**Exercise**: Carry on the kernel patch adding an always-on ATS helper for PCI devices, starting after its final line.

-------- Text passage --------

Controlled by the IOMMU driver, ATS is usually enabled "on demand" when a
device requests a translation service from its associated IOMMU HW running
on the channel of a given PASID. This is working even when a device has no
translation on its RID (i.e., the RID is IOMMU bypassed).
However, certain PCIe devices require non-PASID ATS on their RID even when
the RID is IOMMU bypassed. Call this "always on".
For instance, the CXL spec notes in "3.2.5.13 Memory Type on CXL.cache":
"To source requests on CXL.cache, devices need to get the Host Physical
Address (HPA) from the Host by means of an ATS request on CXL.io."
In other words, the CXL.cache capability requires ATS; otherwise, it can't
access host physical memory.
Introduce a new pci_ats_always_on() helper for the IOMMU driver to scan a
PCI device and shift ATS policies between "on demand" and "always on".
Add the support for CXL.cache devices first. Pre-CXL devices will be added
in quirks.c file.
Note that pci_ats_always_on() validates against pci_ats_supported(), so we
ensure that untrusted devices (e.g. external ports) will not be always on.
This maintains the existing ATS security policy regarding potential side-
channel attacks via ATS.
Suggested-by: Vikram Sethi <vsethi@nvidia.com>
Suggested-by: Jason Gunthorpe <jgg@nvidia.com>
Signed-off-by: Nicolin Chen <nicolinc@nvidia.com>
---
include/linux/pci-ats.h | 3 +++
include/uapi/linux/pci_regs.h | 1 +
drivers/pci/ats.c | 44 +++++++++++++++++++++++++++++++++++
3 files changed, 48 insertions(+)
diff --git a/include/linux/pci-ats.h b/include/linux/pci-ats.h
index 75c6c86cf09dc..d14ba727d38b3 100644
--- a/include/linux/pci-ats.h
+++ b/include/linux/pci-ats.h
@@ -12,6 +12,7 @@ int pci_prepare_ats(struct pci_dev *dev, int ps);
void pci_disable_ats(struct pci_dev *dev);
int pci_ats_queue_depth(struct pci_dev *dev);
int pci_ats_page_aligned(struct pci_dev *dev);
+bool pci_ats_always_on(struct pci_dev *dev);
#else /* CONFIG_PCI_ATS */
static inline bool pci_ats_supported(struct pci_dev *d)

-------- Entries --------

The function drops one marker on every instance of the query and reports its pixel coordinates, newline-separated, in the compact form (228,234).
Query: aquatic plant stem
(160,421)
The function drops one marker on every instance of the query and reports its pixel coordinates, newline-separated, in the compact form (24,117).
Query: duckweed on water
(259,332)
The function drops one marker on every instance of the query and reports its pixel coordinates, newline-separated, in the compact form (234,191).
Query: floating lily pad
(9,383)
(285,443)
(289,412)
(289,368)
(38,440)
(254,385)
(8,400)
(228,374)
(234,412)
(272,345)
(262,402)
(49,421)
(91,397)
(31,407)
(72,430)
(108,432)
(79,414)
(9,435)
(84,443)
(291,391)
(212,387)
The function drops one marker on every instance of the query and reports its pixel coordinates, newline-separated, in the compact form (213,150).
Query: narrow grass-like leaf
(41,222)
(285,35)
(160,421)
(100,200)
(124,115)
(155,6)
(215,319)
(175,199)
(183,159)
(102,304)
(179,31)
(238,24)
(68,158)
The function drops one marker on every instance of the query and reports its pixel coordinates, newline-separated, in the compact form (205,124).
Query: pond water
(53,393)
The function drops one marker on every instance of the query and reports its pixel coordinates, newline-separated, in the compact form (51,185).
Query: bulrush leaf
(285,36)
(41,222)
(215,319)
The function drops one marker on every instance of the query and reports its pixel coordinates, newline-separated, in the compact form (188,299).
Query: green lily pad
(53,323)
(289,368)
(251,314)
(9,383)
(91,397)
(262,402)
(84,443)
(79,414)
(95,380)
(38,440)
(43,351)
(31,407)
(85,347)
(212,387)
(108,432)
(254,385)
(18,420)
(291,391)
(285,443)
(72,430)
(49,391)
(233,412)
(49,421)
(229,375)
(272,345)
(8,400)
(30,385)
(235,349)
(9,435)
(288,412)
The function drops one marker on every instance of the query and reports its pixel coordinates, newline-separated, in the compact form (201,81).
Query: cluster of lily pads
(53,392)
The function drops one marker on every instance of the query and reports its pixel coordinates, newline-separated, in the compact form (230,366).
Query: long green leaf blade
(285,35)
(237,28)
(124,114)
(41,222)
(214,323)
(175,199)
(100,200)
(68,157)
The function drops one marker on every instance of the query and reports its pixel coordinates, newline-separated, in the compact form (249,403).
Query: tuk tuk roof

--------

**Result**:
{ return false; }
@@ -24,6 +25,8 @@ static inline int pci_ats_queue_depth(struct pci_dev *d)
{ return -ENODEV; }
static inline int pci_ats_page_aligned(struct pci_dev *dev)
{ return 0; }
+static inline bool pci_ats_always_on(struct pci_dev *dev)
+{ return false; }
#endif /* CONFIG_PCI_ATS */
#ifdef CONFIG_PCI_PRI
diff --git a/include/uapi/linux/pci_regs.h b/include/uapi/linux/pci_regs.h
index ec1c54b5a3101..ef061c0313ce6 100644
--- a/include/uapi/linux/pci_regs.h
+++ b/include/uapi/linux/pci_regs.h
@@ -1349,6 +1349,7 @@
/* CXL r4.0, 8.1.3: PCIe DVSEC for CXL Device */
#define PCI_DVSEC_CXL_DEVICE 0
#define PCI_DVSEC_CXL_CAP 0xA
+#define PCI_DVSEC_CXL_CACHE_CAPABLE _BITUL(0)
#define PCI_DVSEC_CXL_MEM_CAPABLE _BITUL(2)
#define PCI_DVSEC_CXL_HDM_COUNT __GENMASK(5, 4)
#define PCI_DVSEC_CXL_CTRL 0xC
diff --git a/drivers/pci/ats.c b/drivers/pci/ats.c
index ec6c8dbdc5e9c..93060fdc0d3c0 100644
--- a/drivers/pci/ats.c
+++ b/drivers/pci/ats.c
@@ -205,6 +205,50 @@ int pci_ats_page_aligned(struct pci_dev *pdev)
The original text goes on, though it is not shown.